** AUFGABENSTELLUNG **
Führen Sie das Interview über Velostreifen und Verkehrsplanung im Textauszug weiter, und zwar ab dem letzten abgedruckten Satz.

** TEXTAUSZUG **

----------

Ihr geht immer vor Ort?
Nicht immer, aber oft. Wie gefährlich eine Situation ist, kann man nicht vom Schreibtisch aus beurteilen.


«Wir müssen unterschiedliche Interessen gegeneinander abwägen.»


Was ist ein typisches Beispiel für eine Meldung, bei der man nichts machen kann?
Kürzlich regte jemand an, einen Velostreifen auf der Bergstrasse zu machen. Damit wir einen Velostreifen auf einer Spur realisieren können, auf der auch ein VBZ-Bus fährt, brauchen wir mindestens 4,5 Meter Platz, in Kurven mehr. Wenn wir dort einen Velostreifen markieren, kann der 33er-Bus den übrigen Verkehr nicht mehr kreuzen. Aber: Auf der Bergstrasse wird Tempo-30 eingeführt, das wird die Situation deutlich entschärfen.

«Geht nicht» hören die Velofahrenden sehr oft, seit Jahrzehnten schon.

----------

** QUELLENAUSZUG **
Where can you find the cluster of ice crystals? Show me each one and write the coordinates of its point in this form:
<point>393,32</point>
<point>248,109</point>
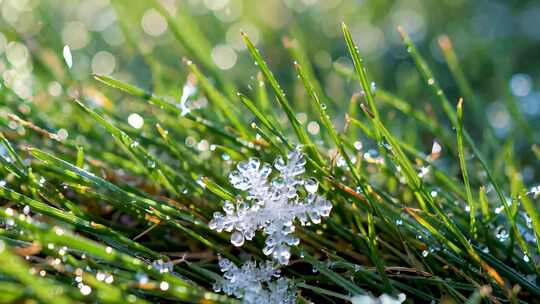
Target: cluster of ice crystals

----------

** LÖSUNG **
Ich verstehe den Ärger. Ich möchte auch, dass es schneller vorwärts geht. Aber wir müssen unterschiedliche Interessen gegeneinander abwägen. Die kleinen Randsteine sind für Velos ärgerlich. Für Menschen, die sich mit einem Blindenstock orientieren müssen, sind sie wichtig. Und wenn der Ausbau der Veloinfrastruktur mit den Interessen des öffentlichen Verkehrs kollidiert, dann kommen weitere Herausforderungen dazu.

Müsste die Stadt nicht auch mal unkonventionelle Lösungen in Betracht ziehen? In Groningen zum Beispiel werden viele Kreuzungen so geregelt, dass die Velofahrenden aus allen Richtungen gleichzeitig fahren können, während alle Autos stehen bleiben.
Rundumgrün funktioniert gut für Velo- und Fussverkehr, ist in der Schweiz aber rechtlich nicht vorgesehen. Das kann blöd herauskommen, wenn man es trotzdem macht. Ein Beispiel: Die Stadt entwickelte unkonventionelle, aber gut funktionierende Markierungen für Tempo-30-Zonen. Später entschied ein Gericht, dass die städtischen Markierungen nicht den Vorgaben des Bundes entsprechen. 2005 mussten die sinnvollen Markierungen für 1 Million Franken durch konforme Markierungen ersetzt werden. Das heisst: Auch unkonventionelle Lösungen führen nicht unbedingt zum Ziel.

Zurück zu bikeable: In den Meldungen wirst Du gelegentlich frontal angegriffen. Wie gehst Du damit um?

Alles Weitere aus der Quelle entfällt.